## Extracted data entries
____________
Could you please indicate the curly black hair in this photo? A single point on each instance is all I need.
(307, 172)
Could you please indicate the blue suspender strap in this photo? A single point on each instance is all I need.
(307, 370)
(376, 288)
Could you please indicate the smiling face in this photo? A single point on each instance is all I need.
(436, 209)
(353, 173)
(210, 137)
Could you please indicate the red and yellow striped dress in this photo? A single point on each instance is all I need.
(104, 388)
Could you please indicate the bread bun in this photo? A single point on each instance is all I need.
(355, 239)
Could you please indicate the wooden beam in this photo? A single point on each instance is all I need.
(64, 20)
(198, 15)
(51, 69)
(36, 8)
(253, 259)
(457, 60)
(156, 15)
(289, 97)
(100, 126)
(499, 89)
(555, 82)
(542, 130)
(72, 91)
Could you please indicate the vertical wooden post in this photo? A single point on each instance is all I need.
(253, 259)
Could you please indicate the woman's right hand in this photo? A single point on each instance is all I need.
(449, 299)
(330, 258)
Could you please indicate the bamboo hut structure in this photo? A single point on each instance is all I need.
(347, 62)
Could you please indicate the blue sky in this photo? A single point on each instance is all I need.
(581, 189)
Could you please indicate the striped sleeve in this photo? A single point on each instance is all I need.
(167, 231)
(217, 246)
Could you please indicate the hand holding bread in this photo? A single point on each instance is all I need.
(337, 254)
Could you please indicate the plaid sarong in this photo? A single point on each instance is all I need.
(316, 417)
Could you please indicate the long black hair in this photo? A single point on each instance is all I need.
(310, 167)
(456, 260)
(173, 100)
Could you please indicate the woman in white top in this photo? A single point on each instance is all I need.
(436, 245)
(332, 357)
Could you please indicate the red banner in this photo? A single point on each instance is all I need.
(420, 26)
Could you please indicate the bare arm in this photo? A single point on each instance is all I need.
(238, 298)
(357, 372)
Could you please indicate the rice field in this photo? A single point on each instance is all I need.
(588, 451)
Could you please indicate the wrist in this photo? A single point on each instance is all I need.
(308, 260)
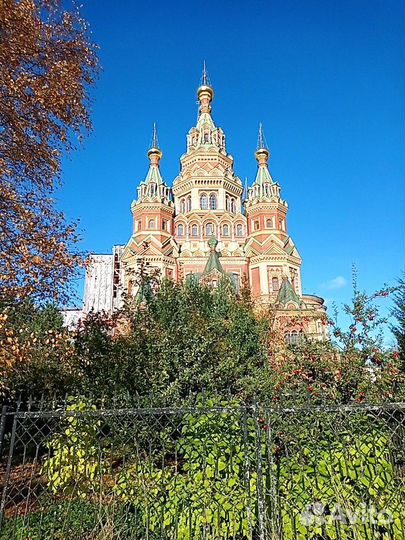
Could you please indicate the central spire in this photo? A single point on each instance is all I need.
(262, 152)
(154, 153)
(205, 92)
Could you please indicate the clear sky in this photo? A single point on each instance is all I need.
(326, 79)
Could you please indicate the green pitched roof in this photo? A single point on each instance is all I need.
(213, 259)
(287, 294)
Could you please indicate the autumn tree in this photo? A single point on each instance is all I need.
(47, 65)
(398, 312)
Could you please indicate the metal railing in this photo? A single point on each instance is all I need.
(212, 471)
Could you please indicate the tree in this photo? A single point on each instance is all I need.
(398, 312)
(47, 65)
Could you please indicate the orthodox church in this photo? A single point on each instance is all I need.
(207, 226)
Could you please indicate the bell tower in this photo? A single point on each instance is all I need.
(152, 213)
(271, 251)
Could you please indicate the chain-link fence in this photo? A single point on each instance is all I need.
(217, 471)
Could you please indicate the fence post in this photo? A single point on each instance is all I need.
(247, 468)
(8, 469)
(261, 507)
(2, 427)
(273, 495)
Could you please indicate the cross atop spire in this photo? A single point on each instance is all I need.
____________
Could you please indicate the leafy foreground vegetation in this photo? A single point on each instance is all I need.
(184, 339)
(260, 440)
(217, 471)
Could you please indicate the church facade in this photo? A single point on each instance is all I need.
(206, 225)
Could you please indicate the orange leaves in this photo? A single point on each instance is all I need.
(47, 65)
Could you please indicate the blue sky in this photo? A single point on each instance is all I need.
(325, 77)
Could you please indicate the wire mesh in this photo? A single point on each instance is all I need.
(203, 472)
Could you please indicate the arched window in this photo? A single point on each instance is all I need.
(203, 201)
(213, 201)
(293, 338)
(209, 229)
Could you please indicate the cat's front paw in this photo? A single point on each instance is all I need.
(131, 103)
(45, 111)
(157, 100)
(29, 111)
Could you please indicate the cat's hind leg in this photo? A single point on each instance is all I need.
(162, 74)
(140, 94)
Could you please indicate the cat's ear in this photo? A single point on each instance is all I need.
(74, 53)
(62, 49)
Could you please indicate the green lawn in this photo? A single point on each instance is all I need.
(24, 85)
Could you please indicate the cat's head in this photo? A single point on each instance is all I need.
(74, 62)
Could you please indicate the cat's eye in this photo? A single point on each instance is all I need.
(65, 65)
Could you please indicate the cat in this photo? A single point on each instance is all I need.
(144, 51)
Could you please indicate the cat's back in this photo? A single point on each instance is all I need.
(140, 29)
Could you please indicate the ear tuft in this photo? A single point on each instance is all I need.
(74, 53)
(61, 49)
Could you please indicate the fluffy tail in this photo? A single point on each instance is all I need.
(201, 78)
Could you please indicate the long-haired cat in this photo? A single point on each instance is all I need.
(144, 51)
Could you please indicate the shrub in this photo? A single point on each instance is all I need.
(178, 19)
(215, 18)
____________
## What you need to do
Copy the records word for word, from the line with "Could you please indicate the fence" to the line with "Could you please indicate the cross", including both of those lines.

## The response
Could you please indicate the fence post in this photo? A single point on each instance is all I need.
(247, 468)
(8, 469)
(261, 507)
(2, 427)
(273, 495)
Could you please indicate the cross atop spire in this photo? A single point on each instance is all I need.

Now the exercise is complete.